[Textauszug]
Embryonen-Auswahl

Das erste genetisch ausgewählte Baby ohne Krebsgen wurde im Januar 2009 geboren. Die Eltern hatten nach einer künstlichen Befruchtung eine Embryonen-Auswahl getroffen. Wie weit darf die Medizin gehen?
Dem kleinen Mädchen und seiner Mutter geht es gut, erklärten die Ärzte. In der Familie des Vaters gab es seit drei Generationen Brustkrebs: Das Schicksal wollten die Eltern ihrem Kind ersparen. Sie entschieden sich für eine künstliche Befruchtung und eine anschließende Auswahl eines gesunden Embryos mit Hilfe der sogenannten Präimplantationsdiagnostik (PID).
 
Elf Eizellen wurden im Reagenzglas befruchtet und von den Medizinern auf das Risikogen BRCA1. Sechs der Embryonen trugen das Brustkrebsgen – die zwei genetisch nicht belasteten wurden in die Gebärmutter verpflanzt. Nur ein Embryo nistete sich ein. Jetzt bekam die 27-jährige Mutter ein gesundes kleines Mädchen.
 
 „Die Übertragung dieser Krebsform, die die Familie über Generationen geplagt hat, ist jetzt ausgelöscht,“ so der Reproduktionsmediziner Paul Serhal.
 
genetisch ausgewählte Babies
Embryonenauswahl (© panthermedia.net Gilles DeCruyenaere)

[Einträge]

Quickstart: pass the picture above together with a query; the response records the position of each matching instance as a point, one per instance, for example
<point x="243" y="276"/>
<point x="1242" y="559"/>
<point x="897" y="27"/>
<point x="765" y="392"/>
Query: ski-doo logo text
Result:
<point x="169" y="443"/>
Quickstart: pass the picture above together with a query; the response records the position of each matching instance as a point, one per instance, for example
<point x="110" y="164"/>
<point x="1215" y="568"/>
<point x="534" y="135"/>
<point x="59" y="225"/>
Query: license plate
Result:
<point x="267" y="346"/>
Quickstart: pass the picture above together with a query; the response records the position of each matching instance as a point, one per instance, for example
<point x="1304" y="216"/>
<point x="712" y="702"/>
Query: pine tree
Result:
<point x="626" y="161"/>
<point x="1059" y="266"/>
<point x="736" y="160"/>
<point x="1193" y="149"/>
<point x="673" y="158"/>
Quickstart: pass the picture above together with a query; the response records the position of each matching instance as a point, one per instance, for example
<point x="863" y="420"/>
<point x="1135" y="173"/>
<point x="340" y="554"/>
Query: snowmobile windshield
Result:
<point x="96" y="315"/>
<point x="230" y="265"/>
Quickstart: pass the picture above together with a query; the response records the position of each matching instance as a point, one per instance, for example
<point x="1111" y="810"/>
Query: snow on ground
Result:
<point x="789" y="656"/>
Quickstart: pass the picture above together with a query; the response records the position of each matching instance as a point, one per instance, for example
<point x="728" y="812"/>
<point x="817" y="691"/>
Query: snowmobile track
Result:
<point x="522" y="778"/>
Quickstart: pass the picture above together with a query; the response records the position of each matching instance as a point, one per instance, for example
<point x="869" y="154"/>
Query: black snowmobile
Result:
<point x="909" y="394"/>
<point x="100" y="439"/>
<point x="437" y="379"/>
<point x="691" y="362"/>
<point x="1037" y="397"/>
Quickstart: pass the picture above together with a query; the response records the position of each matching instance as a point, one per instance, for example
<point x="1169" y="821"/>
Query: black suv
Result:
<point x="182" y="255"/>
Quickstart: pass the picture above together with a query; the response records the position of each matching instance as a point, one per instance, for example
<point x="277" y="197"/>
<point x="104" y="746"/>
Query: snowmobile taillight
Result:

[Übungsaufgaben]
a - Wann kam laut dem Text zur Embryonen-Auswahl das erste genetisch ausgewählte Baby ohne Krebsgen zur Welt?
b - Führen Sie den Text zur Embryonen-Auswahl dort weiter, wo er aufhört.
Die Einträge haben mit dem Text zur Embryonen-Auswahl nichts zu tun.

[Lösungen]
a - Im Januar 2009.

b -
Genetische Auswahl ist in Deutschland verboten
 
In Großbritannien wird die PID schon länger verwendet, bisher jedoch nur für die Suche nach Genen, die sicher eine Krankheit übertragen, wenn sie weitervererbt werden. Dazu gehört zum Beispiel das Gen, das Mukoviszidose verursacht.
 
Seit einer Lockerung des Gesetzes vor drei Jahren darf die Untersuchung – mit Erlaubnis der Behörde für Embryonenschutz (Human Fertilisation and Embryology Authority) – auch bei Risikogenen benutzt werden, die nicht in jedem Fall zu einer Krankheit führen. Dazu gehört auch das Brustkrebsgen. Wenn ein Kind dieses Gen trägt liegt die Wahrscheinlichkeit tatsächlich zu erkranken etwa bei 80 Prozent.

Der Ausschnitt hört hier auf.